Source extract →
## Start

Map example: fold({"a":1, "b":3, "c": 5}, func(acck,accv,ek,ev) {return {"sum": accv+ev**2}}, {"sum":10000}) returns 10035.
reduce
reduce (class=higher-order-functions #args=2) Given a map or array as first argument and a function as second argument, accumulates entries into a final output -- for example, sum or product. For arrays, the function should take two arguments, for accumulated value and array element, and return the accumulated element. For maps, it should take four arguments, for accumulated key and value, and map-element key and value; it should return the updated accumulator as a new key-value pair (i.e. a single-entry map). The start value for the accumulator is the first element for arrays, or the first element's key-value pair for maps.
Examples:
Array example: reduce([1,2,3,4,5], func(acc,e) {return acc + e**3}) returns 225.
Map example: reduce({"a":1, "b":3, "c": 5}, func(acck,accv,ek,ev) {return {"sum_of_squares": accv + ev**2}}) returns {"sum_of_squares": 35}.

## End

Requirement 1 →
Write out the reduce excerpt above in full, word for word.

Entries →
## Start

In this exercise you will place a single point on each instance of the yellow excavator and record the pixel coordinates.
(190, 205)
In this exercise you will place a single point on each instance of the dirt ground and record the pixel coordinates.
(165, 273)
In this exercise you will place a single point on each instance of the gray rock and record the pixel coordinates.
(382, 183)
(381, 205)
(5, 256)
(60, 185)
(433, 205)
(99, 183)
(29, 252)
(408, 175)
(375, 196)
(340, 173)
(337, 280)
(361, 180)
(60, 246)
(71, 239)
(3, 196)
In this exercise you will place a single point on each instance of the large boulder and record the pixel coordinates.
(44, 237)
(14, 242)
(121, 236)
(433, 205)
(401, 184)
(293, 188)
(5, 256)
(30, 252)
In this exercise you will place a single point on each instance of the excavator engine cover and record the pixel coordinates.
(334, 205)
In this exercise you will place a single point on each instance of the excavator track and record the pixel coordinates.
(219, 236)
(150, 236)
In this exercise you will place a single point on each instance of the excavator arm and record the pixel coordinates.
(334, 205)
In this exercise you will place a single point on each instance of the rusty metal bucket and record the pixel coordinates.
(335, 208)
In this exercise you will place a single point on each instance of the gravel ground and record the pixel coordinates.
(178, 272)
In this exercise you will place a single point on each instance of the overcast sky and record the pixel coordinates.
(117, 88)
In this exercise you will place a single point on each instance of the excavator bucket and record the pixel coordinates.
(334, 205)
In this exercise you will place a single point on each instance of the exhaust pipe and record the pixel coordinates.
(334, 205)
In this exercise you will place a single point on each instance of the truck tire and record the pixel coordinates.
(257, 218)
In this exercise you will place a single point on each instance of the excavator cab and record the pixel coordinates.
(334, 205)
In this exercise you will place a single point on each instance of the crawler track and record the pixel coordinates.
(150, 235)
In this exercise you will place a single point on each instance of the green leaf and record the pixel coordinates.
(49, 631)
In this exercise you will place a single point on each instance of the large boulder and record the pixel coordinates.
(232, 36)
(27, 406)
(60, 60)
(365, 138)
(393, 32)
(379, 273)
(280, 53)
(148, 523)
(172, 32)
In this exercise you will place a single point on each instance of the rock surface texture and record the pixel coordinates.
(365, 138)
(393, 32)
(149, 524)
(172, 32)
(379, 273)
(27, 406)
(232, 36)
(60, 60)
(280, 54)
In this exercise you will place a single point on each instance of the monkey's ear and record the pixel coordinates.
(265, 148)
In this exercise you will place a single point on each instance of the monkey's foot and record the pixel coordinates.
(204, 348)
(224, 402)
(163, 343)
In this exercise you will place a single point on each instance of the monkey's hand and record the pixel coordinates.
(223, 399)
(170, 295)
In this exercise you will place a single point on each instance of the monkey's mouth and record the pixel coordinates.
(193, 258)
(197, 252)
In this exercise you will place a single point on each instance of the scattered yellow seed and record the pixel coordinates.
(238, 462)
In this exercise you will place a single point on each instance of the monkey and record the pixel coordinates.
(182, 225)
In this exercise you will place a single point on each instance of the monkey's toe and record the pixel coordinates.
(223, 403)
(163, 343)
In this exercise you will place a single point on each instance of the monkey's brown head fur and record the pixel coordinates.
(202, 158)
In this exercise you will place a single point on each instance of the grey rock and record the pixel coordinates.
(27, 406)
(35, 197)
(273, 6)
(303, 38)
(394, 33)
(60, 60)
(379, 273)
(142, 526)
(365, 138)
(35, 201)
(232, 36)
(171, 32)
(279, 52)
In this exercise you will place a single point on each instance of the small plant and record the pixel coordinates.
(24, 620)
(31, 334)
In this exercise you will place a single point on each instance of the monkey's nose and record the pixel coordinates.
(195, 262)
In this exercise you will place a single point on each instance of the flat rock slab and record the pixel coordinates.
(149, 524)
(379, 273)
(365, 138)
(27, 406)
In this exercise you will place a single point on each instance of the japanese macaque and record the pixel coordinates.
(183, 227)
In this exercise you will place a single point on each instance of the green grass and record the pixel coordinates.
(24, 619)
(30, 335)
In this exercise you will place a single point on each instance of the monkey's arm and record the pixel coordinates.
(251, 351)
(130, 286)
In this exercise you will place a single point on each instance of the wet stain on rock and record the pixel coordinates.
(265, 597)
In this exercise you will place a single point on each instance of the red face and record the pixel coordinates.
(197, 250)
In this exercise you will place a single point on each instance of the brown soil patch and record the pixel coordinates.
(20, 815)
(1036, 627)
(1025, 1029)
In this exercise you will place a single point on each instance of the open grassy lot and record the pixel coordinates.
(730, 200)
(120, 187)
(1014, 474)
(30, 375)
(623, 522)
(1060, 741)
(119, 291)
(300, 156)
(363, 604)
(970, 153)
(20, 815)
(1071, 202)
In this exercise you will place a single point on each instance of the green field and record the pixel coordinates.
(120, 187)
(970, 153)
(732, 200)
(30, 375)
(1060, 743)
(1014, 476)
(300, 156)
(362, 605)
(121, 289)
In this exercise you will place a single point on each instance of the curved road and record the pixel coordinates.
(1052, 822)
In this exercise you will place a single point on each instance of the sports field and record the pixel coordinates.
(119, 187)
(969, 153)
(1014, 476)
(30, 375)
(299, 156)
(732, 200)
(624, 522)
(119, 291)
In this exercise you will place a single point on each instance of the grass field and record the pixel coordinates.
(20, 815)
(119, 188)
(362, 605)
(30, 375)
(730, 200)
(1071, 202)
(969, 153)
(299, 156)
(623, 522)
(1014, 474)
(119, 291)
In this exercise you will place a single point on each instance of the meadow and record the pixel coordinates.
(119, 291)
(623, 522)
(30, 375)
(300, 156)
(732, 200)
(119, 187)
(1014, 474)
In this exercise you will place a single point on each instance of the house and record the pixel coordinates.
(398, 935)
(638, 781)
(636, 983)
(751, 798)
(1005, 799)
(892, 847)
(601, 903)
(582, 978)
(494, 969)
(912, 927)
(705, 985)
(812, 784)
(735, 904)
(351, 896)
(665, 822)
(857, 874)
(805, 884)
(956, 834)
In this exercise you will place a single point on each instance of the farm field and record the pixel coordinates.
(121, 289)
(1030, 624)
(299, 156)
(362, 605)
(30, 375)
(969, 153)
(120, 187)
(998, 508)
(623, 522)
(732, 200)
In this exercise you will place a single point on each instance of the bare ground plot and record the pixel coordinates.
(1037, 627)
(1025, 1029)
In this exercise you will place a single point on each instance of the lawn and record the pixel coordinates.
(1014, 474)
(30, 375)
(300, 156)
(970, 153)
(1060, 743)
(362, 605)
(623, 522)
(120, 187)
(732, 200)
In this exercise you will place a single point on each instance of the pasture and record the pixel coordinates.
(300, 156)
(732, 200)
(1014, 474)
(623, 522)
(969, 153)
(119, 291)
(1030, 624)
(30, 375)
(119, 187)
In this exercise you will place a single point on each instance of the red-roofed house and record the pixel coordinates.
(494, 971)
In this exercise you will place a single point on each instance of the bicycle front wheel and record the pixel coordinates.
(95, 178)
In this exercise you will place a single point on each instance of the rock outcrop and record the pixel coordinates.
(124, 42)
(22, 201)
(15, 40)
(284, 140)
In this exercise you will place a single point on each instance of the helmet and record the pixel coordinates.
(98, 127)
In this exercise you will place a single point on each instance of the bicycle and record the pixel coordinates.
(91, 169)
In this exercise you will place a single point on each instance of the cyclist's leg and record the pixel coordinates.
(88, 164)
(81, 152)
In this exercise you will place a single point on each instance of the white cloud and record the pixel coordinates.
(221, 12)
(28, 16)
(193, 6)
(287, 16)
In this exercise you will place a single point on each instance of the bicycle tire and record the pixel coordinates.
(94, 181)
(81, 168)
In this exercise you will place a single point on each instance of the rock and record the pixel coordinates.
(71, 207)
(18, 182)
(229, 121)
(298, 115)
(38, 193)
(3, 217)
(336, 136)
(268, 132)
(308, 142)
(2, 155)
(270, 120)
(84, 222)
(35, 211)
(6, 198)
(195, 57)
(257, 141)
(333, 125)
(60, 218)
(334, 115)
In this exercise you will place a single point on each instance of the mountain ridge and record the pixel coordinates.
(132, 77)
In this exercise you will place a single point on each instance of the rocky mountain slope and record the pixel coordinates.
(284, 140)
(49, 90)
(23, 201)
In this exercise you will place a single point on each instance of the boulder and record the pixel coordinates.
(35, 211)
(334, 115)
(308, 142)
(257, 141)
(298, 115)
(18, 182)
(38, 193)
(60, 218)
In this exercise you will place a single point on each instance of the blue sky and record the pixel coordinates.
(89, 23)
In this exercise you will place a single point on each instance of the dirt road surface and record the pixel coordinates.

## End

Requirement 2 →
List each line of the entries above that contains the word "bicycle".

Answer 1 →
Map example: fold({"a":1, "b":3, "c": 5}, func(acck,accv,ek,ev) {return {"sum": accv+ev**2}}, {"sum":10000}) returns 10035.
reduce
reduce (class=higher-order-functions #args=2) Given a map or array as first argument and a function as second argument, accumulates entries into a final output -- for example, sum or product. For arrays, the function should take two arguments, for accumulated value and array element, and return the accumulated element. For maps, it should take four arguments, for accumulated key and value, and map-element key and value; it should return the updated accumulator as a new key-value pair (i.e. a single-entry map). The start value for the accumulator is the first element for arrays, or the first element's key-value pair for maps.
Examples:
Array example: reduce([1,2,3,4,5], func(acc,e) {return acc + e**3}) returns 225.
Map example: reduce({"a":1, "b":3, "c": 5}, func(acck,accv,ek,ev) {return {"sum_of_squares": accv + ev**2}}) returns {"sum_of_squares": 35}.

Answer 2 →
In this exercise you will place a single point on each instance of the bicycle front wheel and record the pixel coordinates.
In this exercise you will place a single point on each instance of the bicycle and record the pixel coordinates.
In this exercise you will place a single point on each instance of the bicycle tire and record the pixel coordinates.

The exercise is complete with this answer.